*YOUR INSTRUCTIONS*: Pick out each line below that contains the word "food" and copy it. Case counts, so match capital and small letters.

*PROVIDED DATA*:
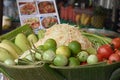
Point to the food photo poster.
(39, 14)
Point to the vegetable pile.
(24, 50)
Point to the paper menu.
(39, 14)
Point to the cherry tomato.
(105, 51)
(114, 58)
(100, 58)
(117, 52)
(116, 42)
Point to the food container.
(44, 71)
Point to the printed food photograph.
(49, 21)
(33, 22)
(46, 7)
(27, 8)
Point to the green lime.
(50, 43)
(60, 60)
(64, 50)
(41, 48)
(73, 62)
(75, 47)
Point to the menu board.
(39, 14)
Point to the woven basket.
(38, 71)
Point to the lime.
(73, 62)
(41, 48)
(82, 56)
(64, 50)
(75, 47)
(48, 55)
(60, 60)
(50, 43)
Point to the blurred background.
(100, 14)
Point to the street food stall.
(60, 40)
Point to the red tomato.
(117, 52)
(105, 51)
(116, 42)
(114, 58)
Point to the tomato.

* * *

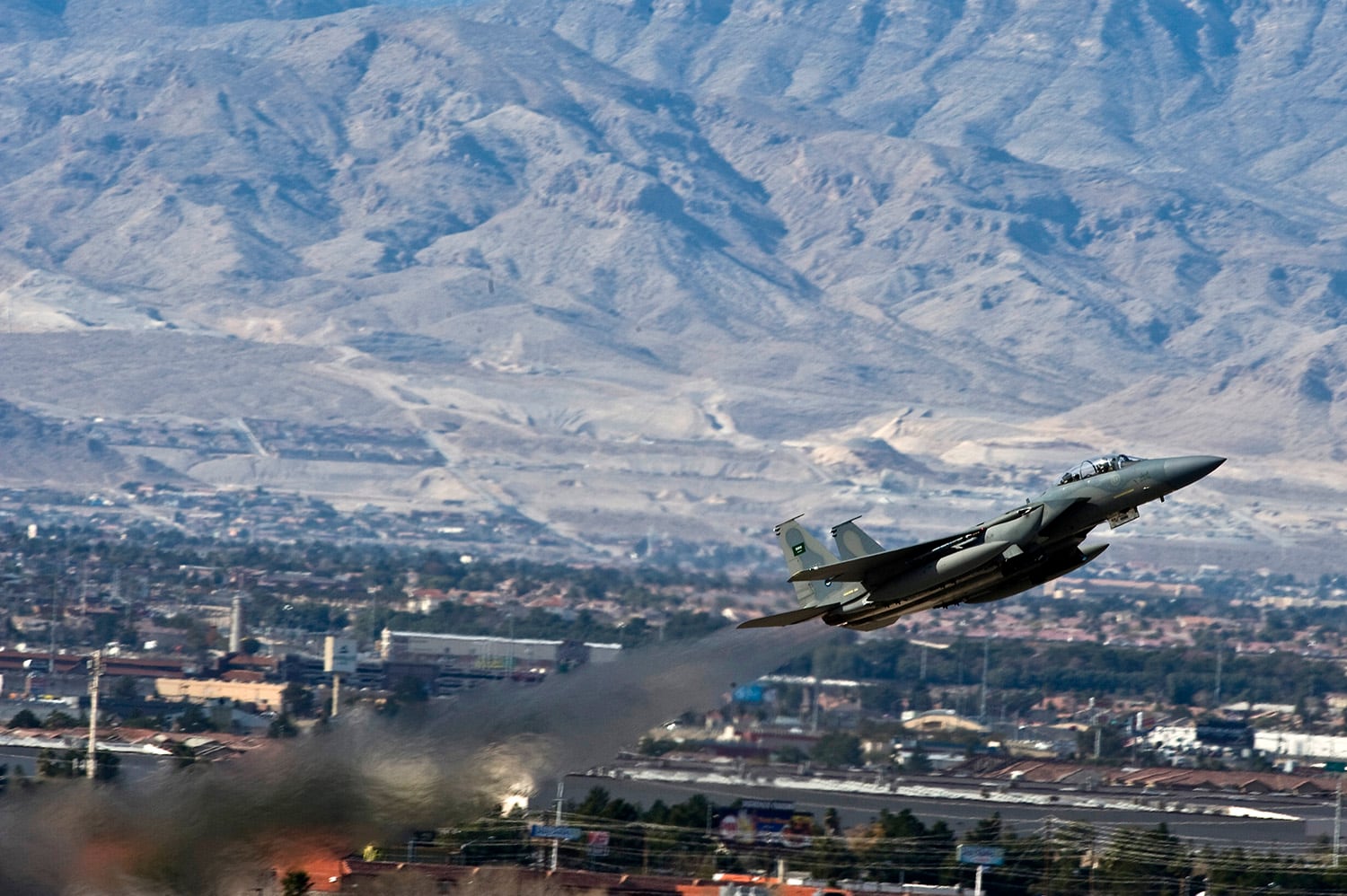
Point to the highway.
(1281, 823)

*SOLUTION FOR THIS PROBLEM*:
Point to the food photo poster.
Point to the food container.
Point to the printed food photograph.
Point to the street food stall.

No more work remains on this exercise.